__What is expected__
Return everything from "Learn it Together is the" down to "way to help." in the text on the Learn it Together tutoring program, copied word for word.

__Document excerpt__

A group of students and recent grads from the District and area have gotten together to offer free online tutoring and enrichment programs to middle and high school students. They say they’re doing it as a way to help mitigate the effects of the pandemic on one aspect of the lives of affected families: their children’s education.
Learn it Together is the brain child of Joseph Vogel, who said that when COVID-19 hit, he and others in his network just wanted to find a way to help.
Vogel said the team knew they would have to get creative if they wanted to mitigate the effects of the pandemic on the community. “None of us are doctors, none of us are first responders,” he said of himself and the team of friends and volunteers working with him on the project, “so we’re not going to be directly saving lives. But we can help impact the education of the children of essential workers and other impacted families.”
Learn it Together is primarily looking to serve low-income communities, single parent households, families where parents are front-line workers —whether doctors, nurses or in grocery stores —and those who might have trouble engaging fully in online learning, Vogel said. But, he added, nobody will be turned away.

[Data entries]
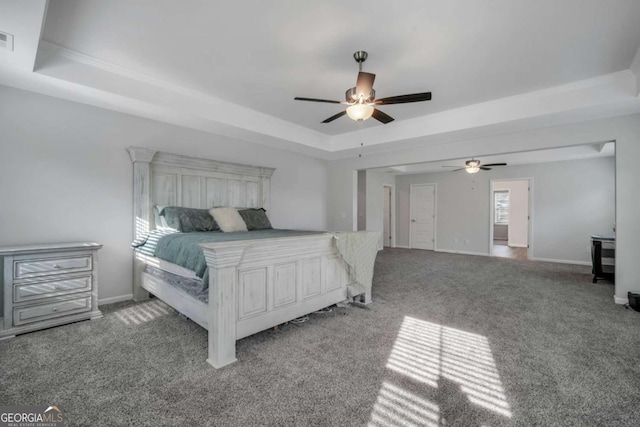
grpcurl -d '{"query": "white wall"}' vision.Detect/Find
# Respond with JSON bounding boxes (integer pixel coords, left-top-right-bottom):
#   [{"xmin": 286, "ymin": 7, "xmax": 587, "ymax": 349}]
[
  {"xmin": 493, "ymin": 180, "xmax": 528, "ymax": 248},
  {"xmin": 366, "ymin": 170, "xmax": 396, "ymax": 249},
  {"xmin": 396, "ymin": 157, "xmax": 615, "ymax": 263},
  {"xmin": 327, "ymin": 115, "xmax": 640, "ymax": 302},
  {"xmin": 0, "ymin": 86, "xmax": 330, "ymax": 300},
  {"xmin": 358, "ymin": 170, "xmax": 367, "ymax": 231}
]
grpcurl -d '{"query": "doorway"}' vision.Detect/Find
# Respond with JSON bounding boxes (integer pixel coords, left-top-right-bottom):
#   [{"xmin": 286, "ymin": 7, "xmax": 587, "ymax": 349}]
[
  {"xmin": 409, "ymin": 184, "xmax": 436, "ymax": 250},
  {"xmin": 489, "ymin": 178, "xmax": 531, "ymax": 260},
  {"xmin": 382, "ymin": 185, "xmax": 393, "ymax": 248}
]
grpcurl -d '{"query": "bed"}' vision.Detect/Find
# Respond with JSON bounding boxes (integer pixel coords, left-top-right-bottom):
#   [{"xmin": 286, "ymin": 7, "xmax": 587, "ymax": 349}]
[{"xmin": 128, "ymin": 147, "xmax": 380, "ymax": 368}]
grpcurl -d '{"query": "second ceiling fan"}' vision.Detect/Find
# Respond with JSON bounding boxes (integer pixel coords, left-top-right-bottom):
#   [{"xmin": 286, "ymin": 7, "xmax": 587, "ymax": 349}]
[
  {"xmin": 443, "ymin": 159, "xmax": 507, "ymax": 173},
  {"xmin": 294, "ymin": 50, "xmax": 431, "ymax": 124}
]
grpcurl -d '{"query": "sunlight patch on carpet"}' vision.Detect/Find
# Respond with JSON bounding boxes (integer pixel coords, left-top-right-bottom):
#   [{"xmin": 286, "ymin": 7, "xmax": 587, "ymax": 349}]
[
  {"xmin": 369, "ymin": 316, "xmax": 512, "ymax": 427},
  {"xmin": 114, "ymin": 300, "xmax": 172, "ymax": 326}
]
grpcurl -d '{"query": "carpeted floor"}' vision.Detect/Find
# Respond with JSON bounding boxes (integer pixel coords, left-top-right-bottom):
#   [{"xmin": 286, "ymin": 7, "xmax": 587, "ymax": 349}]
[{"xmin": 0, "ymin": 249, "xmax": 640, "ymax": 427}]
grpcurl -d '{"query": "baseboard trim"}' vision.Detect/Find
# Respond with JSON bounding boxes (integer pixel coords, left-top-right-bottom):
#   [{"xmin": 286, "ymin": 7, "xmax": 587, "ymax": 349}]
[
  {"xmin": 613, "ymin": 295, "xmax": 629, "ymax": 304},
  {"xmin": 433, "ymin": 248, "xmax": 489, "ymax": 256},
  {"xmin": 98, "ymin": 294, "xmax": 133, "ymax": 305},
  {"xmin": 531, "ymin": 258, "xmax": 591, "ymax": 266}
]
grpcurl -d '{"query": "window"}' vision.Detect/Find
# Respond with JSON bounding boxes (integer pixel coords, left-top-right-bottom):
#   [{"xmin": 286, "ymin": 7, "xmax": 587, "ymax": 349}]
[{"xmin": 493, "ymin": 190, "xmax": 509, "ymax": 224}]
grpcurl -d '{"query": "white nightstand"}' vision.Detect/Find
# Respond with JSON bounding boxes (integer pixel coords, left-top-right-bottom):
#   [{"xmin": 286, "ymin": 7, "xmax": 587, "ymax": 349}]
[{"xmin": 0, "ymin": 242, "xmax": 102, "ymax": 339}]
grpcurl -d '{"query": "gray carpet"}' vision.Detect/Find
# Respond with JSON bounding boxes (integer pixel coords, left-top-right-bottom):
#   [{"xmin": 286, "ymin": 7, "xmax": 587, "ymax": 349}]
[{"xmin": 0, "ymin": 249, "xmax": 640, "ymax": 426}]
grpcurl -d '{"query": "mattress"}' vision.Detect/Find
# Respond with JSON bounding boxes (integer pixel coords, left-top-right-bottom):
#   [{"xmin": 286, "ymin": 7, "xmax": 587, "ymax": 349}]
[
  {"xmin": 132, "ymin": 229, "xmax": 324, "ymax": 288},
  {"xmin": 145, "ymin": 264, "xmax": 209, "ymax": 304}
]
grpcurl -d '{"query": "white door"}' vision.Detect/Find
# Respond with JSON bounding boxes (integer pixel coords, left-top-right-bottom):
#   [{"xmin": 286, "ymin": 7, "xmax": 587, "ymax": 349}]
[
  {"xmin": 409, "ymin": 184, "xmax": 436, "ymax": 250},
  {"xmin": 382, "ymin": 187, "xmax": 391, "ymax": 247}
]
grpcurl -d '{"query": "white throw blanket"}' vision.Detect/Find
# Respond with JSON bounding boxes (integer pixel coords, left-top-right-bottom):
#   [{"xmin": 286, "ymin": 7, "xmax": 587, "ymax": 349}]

__Output for this task__
Learn it Together is the brain child of Joseph Vogel, who said that when COVID-19 hit, he and others in his network just wanted to find a way to help.